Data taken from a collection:

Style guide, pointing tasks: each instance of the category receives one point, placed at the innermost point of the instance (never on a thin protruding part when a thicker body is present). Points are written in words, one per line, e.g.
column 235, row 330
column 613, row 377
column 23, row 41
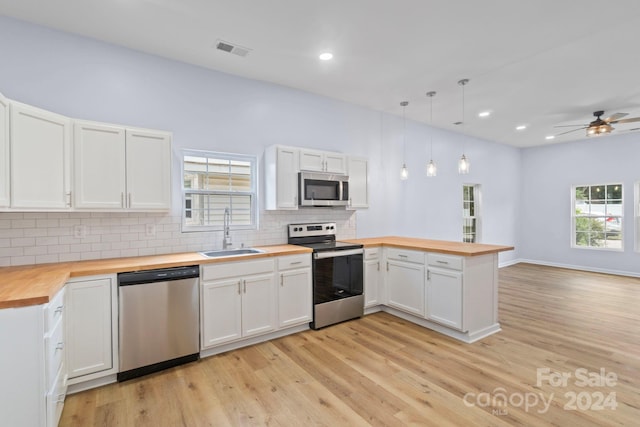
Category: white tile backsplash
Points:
column 36, row 238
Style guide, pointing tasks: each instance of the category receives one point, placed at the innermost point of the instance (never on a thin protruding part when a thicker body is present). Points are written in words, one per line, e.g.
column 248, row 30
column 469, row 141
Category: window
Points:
column 214, row 182
column 597, row 216
column 471, row 213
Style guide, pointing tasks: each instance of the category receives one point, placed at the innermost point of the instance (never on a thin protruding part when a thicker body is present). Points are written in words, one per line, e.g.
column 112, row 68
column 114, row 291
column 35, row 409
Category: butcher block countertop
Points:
column 440, row 246
column 35, row 284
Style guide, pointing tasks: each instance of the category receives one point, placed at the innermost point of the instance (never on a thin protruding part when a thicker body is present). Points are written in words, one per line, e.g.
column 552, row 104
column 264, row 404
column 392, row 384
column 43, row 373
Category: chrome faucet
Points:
column 226, row 240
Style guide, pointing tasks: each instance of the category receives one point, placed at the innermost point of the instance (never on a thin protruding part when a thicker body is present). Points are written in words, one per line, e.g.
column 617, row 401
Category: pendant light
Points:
column 431, row 166
column 463, row 163
column 404, row 172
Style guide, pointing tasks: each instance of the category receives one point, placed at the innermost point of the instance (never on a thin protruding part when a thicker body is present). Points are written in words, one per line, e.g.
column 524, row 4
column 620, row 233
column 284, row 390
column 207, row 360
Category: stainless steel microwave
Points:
column 322, row 189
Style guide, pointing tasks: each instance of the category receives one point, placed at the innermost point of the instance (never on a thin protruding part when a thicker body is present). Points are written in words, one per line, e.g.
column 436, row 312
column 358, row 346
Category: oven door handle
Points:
column 333, row 254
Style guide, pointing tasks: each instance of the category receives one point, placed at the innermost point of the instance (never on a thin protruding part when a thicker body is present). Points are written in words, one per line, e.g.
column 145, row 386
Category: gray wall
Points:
column 204, row 109
column 549, row 173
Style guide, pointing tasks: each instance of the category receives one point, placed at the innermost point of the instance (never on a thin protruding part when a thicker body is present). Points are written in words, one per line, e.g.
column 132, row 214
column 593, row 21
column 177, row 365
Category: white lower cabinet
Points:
column 405, row 280
column 295, row 299
column 372, row 294
column 32, row 368
column 92, row 327
column 237, row 306
column 444, row 297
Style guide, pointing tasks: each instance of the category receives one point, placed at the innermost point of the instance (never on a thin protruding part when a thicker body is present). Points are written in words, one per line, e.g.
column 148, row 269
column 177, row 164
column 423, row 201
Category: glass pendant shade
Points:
column 463, row 165
column 431, row 168
column 404, row 172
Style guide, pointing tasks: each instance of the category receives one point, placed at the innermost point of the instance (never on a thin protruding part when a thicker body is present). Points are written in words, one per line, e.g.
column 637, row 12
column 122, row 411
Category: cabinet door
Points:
column 99, row 166
column 295, row 300
column 405, row 287
column 335, row 163
column 4, row 152
column 444, row 297
column 287, row 178
column 358, row 183
column 221, row 314
column 89, row 326
column 40, row 158
column 311, row 160
column 371, row 283
column 258, row 304
column 148, row 170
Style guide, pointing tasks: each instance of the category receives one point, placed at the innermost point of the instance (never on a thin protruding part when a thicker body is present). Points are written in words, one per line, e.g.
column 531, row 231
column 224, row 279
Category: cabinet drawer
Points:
column 372, row 253
column 445, row 261
column 53, row 311
column 294, row 261
column 235, row 269
column 416, row 257
column 54, row 353
column 55, row 399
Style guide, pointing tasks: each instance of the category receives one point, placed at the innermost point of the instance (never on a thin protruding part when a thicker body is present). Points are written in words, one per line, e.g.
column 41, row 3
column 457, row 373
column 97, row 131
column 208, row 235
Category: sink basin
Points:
column 231, row 252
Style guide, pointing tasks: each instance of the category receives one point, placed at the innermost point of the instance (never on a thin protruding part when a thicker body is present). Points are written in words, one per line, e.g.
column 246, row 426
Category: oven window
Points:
column 336, row 278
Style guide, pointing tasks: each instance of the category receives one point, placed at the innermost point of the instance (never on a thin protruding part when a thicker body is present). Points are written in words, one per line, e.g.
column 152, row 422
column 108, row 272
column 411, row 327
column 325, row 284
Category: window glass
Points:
column 470, row 220
column 597, row 216
column 214, row 182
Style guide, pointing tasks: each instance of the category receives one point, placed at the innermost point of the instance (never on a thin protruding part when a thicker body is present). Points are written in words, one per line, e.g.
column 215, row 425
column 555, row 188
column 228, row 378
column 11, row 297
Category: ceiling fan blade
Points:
column 629, row 120
column 615, row 117
column 572, row 130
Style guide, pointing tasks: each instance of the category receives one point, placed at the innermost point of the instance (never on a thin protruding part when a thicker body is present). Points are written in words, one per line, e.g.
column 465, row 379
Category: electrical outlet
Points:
column 150, row 230
column 79, row 231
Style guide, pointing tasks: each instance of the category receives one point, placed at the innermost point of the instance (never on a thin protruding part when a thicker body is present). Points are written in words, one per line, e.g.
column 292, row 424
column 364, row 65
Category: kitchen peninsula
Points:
column 449, row 287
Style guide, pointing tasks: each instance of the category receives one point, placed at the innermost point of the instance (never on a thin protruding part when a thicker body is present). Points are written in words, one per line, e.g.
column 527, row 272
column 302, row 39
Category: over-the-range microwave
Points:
column 322, row 189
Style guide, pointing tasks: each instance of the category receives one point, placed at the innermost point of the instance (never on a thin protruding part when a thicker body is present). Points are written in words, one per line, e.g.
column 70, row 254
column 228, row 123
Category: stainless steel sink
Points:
column 231, row 252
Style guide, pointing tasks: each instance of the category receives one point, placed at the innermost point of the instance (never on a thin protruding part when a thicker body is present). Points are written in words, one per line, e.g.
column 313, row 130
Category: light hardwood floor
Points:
column 381, row 370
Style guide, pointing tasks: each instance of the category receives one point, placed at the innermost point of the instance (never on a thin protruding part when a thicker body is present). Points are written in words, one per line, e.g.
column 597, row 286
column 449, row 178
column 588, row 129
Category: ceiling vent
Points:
column 232, row 48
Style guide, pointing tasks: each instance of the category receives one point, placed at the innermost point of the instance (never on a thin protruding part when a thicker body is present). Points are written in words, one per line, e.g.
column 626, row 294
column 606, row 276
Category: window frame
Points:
column 252, row 193
column 477, row 202
column 574, row 217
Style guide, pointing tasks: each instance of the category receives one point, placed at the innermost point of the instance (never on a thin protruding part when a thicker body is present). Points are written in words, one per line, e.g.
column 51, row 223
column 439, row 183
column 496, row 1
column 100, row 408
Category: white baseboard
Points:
column 572, row 267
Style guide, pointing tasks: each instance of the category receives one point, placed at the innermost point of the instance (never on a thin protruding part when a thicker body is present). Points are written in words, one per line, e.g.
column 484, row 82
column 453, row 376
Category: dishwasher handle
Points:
column 158, row 275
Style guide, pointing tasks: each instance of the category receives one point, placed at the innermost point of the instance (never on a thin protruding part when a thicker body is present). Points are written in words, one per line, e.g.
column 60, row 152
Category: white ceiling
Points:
column 540, row 63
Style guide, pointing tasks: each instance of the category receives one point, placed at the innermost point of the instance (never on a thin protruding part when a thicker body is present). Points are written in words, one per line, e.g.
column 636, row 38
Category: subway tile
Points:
column 71, row 256
column 22, row 242
column 23, row 260
column 42, row 259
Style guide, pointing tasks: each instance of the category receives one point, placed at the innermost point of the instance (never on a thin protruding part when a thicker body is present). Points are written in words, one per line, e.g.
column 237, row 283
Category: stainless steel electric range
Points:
column 337, row 273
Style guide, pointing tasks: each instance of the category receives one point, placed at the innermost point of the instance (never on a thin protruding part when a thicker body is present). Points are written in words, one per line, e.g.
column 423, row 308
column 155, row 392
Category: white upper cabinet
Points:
column 322, row 161
column 4, row 152
column 99, row 166
column 148, row 170
column 358, row 183
column 281, row 178
column 118, row 168
column 40, row 158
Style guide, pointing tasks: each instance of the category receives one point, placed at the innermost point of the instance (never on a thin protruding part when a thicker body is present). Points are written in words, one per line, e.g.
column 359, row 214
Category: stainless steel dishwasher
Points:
column 159, row 320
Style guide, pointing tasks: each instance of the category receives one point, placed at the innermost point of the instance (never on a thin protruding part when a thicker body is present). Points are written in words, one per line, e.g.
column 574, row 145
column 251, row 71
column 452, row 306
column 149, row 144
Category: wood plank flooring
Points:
column 384, row 371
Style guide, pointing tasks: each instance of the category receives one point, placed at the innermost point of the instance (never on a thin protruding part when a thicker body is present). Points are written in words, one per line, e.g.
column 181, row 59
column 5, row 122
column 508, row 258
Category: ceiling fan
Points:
column 601, row 126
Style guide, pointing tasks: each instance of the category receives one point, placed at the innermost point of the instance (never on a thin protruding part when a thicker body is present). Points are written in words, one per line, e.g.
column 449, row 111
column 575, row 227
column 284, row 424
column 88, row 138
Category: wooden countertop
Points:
column 36, row 284
column 440, row 246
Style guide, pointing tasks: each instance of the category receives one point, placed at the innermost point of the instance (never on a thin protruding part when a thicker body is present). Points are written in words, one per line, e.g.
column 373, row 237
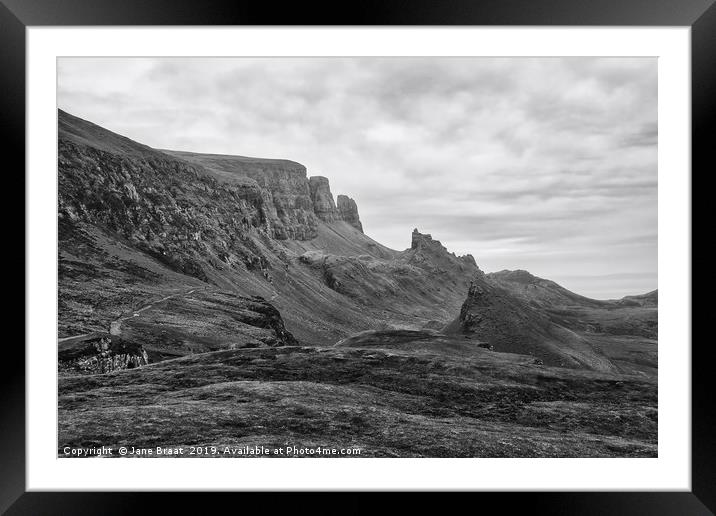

● SET PROBLEM: Write out the lines word for word, starting at the very first line and ending at the line that contains "column 235, row 330".

● OUTPUT BELOW:
Style guide, pointing tasks: each instance of the category receives one point, placed at the innermost point of the instance (never on a thin protruding part when a thicker body is present). Points are written in words, one per line, e.g.
column 235, row 330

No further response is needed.